▸ Source document
Unlike kdj, kdjc uses close value instead of high and low value to calculate rsv, which makes the indicator more sensitive than kdj ~~

~~ The arguments of kdjc are the same as kdj ~~

# after 5.0.0
stock['kdj.j@close,close']

# which is equivalent to
stock['kdj.d:9,3,3,50.0@close,close,close']

rsi, Relative Strength Index

rsi:<period>@<on>

Calculates the N-period RSI (Relative Strength Index)

  • period int The period to calculate RSI. period should be an int which is larger than 1
  • on? str='close' Which column or directive should the calculation based on. Defaults to 'close'
# Uses default close column
stock['rsi:14']

# Calculate RSI on a different column
stock['rsi:14@open']

bbi, Bull and Bear Index

bbi:<a>,<b>,<c>,<d>@<on>

Calculates indicator BBI (Bull and Bear Index) which is the average of ma:3, ma:6, ma:12, ma:24 by default

  • a? int=3
  • b? int=6
  • c? int=12
  • d? int=24
  • on? str='close' Which column or directive should the calculation based on. Defaults to 'close'
# Uses default parameters
stock['bbi']

# Custom parameters
stock['bbi:5,10,20,30@close']

atr, the Average True Range

atr:<period>@<high>,<low>,<close>

Calculate the ATR (Average True Range)

▸ Data excerpt
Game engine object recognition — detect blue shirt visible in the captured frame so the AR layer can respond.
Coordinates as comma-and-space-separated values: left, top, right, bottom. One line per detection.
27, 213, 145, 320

▸ What to do
Check each statement against the indicator documentation and answer yes or no, quoting the words of the documentation that settle it. (a) kdjc computes rsv from the close value rather than from the high and low values. (b) The rsi period may be set to 1. (c) By default, bbi averages ma:3, ma:6, ma:12 and ma:24.

▸ The result
(a) Yes: "kdjc uses close value instead of high and low value to calculate rsv"
(b) No: "period should be an int which is larger than 1"
(c) Yes: "the average of ma:3, ma:6, ma:12, ma:24 by default"